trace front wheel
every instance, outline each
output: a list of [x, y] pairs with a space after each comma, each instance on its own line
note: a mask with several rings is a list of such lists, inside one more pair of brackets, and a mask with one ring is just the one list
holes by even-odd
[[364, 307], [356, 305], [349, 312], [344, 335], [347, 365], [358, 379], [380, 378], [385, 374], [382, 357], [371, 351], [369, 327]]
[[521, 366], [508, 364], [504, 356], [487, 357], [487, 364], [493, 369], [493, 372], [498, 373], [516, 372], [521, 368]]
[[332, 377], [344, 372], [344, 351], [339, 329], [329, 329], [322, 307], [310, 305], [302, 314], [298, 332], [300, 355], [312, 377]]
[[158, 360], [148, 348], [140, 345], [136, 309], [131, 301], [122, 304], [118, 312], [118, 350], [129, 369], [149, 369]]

▬▬▬▬▬▬▬▬▬▬

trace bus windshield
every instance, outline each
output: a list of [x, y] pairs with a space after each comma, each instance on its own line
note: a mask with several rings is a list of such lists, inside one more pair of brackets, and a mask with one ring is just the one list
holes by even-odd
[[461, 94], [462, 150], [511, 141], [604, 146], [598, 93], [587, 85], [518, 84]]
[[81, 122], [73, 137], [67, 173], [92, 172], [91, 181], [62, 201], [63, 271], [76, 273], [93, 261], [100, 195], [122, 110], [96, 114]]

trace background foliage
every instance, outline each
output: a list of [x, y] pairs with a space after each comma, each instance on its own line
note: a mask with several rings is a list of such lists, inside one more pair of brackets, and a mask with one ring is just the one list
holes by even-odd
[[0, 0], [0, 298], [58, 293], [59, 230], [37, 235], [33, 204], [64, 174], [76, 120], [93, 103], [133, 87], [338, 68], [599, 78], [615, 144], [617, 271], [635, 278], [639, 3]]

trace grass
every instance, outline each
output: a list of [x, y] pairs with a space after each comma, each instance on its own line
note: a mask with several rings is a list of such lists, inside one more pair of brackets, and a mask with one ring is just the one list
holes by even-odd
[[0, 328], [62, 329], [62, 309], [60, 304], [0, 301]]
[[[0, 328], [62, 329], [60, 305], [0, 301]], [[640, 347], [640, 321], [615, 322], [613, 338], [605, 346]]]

▬▬▬▬▬▬▬▬▬▬

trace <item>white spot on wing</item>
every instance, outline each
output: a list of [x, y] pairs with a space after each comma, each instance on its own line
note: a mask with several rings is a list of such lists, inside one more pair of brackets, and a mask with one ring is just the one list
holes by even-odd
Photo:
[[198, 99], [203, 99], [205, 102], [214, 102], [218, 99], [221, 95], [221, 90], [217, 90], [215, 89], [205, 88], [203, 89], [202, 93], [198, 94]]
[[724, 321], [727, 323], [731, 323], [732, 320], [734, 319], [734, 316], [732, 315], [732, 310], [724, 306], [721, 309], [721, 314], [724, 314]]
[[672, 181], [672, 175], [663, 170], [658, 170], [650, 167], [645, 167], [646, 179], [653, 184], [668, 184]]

▬▬▬▬▬▬▬▬▬▬

Set exercise: Reproduce verbatim the stretch of material from the line containing "trace <item>white spot on wing</item>" through the line containing "184], [668, 184]]", including both of those lines.

Solution:
trace <item>white spot on wing</item>
every instance, outline each
output: a list of [x, y] pairs with a space after each comma, each instance on its own line
note: a mask with several rings is a list of such lists, inside one more pair of brackets, and a mask with one ring is just the one list
holes by even-odd
Photo:
[[198, 99], [203, 99], [205, 102], [214, 102], [218, 99], [221, 95], [221, 90], [217, 90], [215, 89], [205, 88], [203, 89], [202, 93], [198, 94]]
[[724, 321], [727, 323], [731, 323], [732, 320], [734, 319], [734, 316], [732, 315], [732, 310], [724, 306], [721, 309], [721, 314], [724, 314]]
[[672, 181], [672, 175], [663, 170], [658, 170], [650, 167], [645, 167], [646, 179], [653, 184], [668, 184]]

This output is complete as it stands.